**Your goal**
Can you edit the data below so that every "Look at the picture" becomes "Examine the image", leaving everything else unchanged and omitting the pictures from your answer?

☆ ☆ ☆

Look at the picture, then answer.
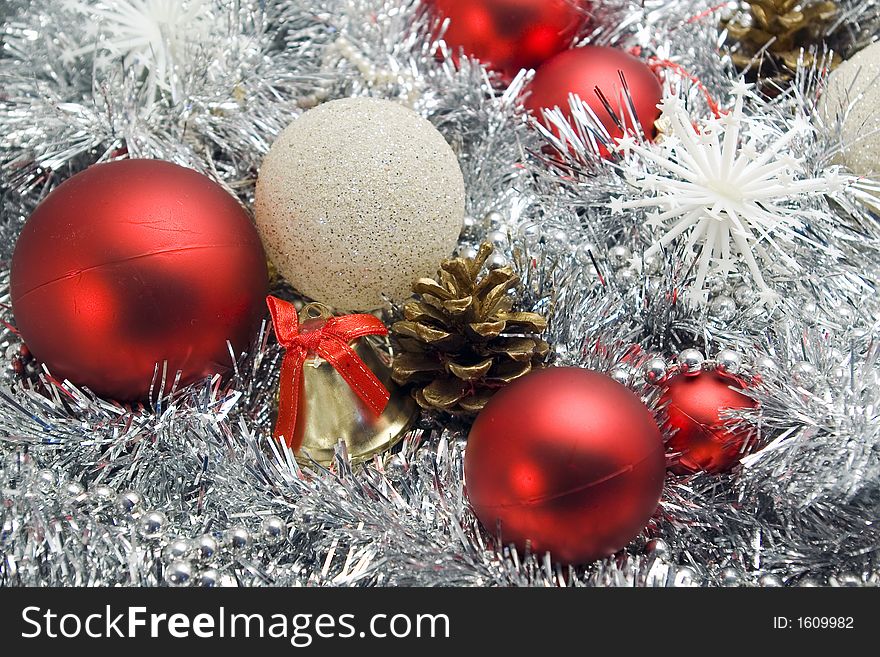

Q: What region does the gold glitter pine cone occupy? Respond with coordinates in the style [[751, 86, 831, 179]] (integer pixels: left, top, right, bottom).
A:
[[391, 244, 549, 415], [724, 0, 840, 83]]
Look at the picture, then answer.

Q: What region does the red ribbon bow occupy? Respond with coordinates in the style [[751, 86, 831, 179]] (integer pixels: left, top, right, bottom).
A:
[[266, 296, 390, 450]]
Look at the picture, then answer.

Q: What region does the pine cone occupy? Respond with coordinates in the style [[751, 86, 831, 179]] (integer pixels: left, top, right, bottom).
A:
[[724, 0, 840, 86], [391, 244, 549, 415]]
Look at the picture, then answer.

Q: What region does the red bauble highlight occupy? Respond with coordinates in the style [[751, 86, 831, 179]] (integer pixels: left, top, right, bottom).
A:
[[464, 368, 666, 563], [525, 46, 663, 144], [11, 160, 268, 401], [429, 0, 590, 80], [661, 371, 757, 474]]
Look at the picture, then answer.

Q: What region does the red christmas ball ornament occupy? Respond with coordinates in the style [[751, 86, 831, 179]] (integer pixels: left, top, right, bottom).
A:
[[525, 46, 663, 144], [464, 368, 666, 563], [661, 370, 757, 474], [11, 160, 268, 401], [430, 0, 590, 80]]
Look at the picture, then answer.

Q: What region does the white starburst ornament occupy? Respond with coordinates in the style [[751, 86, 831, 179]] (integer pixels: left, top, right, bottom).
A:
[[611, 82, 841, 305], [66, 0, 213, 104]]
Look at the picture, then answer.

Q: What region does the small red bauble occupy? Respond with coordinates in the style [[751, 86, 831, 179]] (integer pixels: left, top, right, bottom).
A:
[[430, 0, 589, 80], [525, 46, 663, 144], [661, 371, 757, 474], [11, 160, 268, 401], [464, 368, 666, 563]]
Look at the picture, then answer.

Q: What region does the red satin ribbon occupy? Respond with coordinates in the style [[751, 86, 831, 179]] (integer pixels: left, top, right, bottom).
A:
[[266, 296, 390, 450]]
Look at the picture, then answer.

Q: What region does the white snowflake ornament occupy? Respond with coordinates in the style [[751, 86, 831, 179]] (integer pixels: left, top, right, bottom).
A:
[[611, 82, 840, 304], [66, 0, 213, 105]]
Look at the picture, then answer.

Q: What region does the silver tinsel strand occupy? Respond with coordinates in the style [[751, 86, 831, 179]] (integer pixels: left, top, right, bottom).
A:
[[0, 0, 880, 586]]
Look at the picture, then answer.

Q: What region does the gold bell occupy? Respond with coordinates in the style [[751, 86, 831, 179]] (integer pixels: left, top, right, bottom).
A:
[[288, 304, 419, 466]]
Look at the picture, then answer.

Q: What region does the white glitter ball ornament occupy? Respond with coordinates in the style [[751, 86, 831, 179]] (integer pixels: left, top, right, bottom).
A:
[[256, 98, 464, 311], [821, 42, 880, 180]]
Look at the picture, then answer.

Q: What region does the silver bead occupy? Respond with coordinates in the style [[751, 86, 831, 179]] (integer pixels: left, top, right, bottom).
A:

☆ ☆ ☆

**Exercise solution**
Examine the image, then answer.

Q: What region does the gold glitter pine cone occupy? Respond with coordinates in the style [[751, 86, 831, 179]] (integer pixels: left, top, right, bottom).
A:
[[391, 244, 549, 415], [724, 0, 840, 83]]
Examine the image, then answer.

Q: What region does the red ribbon bow occupy? Respond with coordinates in the style [[751, 86, 831, 179]] (integer pixels: left, top, right, bottom).
A:
[[266, 296, 390, 450]]
Examine the image, then answer.

Q: What region does the pine cone occupy? Respond with coordinates in the style [[751, 86, 831, 179]] (integer pixels: left, top, right, bottom).
A:
[[724, 0, 840, 86], [391, 244, 549, 415]]
Examine the image, then answer.

Q: What region does the red bauble highlight occupy? Respond with coordinates in the style [[751, 86, 831, 179]] (integer pixels: left, top, right, bottom).
A:
[[464, 368, 666, 563], [525, 46, 663, 144], [11, 160, 268, 401], [429, 0, 590, 80], [661, 371, 757, 474]]
Examine the image, then answer.

Q: What region does the red christmas ball ornament occupy? Respond with coordinates in the style [[751, 86, 831, 179]] (integer pixels: left, top, right, bottom).
A:
[[525, 46, 663, 144], [464, 368, 666, 563], [661, 370, 757, 474], [11, 160, 268, 401], [430, 0, 590, 80]]
Examine the image, then answer.

Q: What region does the white starburst ornament occupy? Respond with coordinates in the style [[751, 86, 831, 179]] (integer pixels: left, top, right, bottom).
A:
[[611, 82, 841, 305], [66, 0, 213, 104]]
Examine the image, then answer.

Q: What region does the small red bauble occupy? Respond with coordinates in the style [[751, 86, 831, 179]] (integer pixels: left, top, right, bottom).
A:
[[430, 0, 589, 80], [525, 46, 663, 144], [661, 371, 757, 474], [11, 160, 268, 401], [464, 368, 666, 563]]
Examine the image, then answer.

Q: What region does the red satin ribbon occupy? Respond with coordinates in the style [[751, 86, 831, 179]] (integer pixels: left, top, right, bottom).
A:
[[266, 296, 390, 450]]
Examine the image, then answer.

Q: What region does the white snowflake ornament occupy? Respond with coordinates in the style [[751, 86, 831, 179]] (integer pixels: left, top, right, bottom).
A:
[[611, 82, 840, 304], [66, 0, 213, 105]]
Examine the image, then answer.

Q: What region does the silver tinsel strand occupy? Respond with coordinates in the style [[751, 86, 831, 179]] (integer pixels: left, top, right, bottom).
A:
[[0, 0, 880, 586]]
Examine the image, then answer.

Q: What region does the gold bell occupy? Respond with coordinates in the style [[751, 86, 831, 179]] (integer pixels: left, top, right, bottom).
A:
[[288, 304, 419, 466]]
Examine the image, then answer.

Q: What region does the white glitter ball ornament occupy? Respond with coordinates in the style [[751, 86, 831, 179]] (integer pixels: left, top, right, bottom).
A:
[[256, 98, 464, 311], [821, 42, 880, 180]]
Examine the image, then answer.

Q: What region does the silver bead occupy? Respond with coordinates in the style [[751, 86, 831, 179]] (integer pixels: left, top, right, bottom).
A:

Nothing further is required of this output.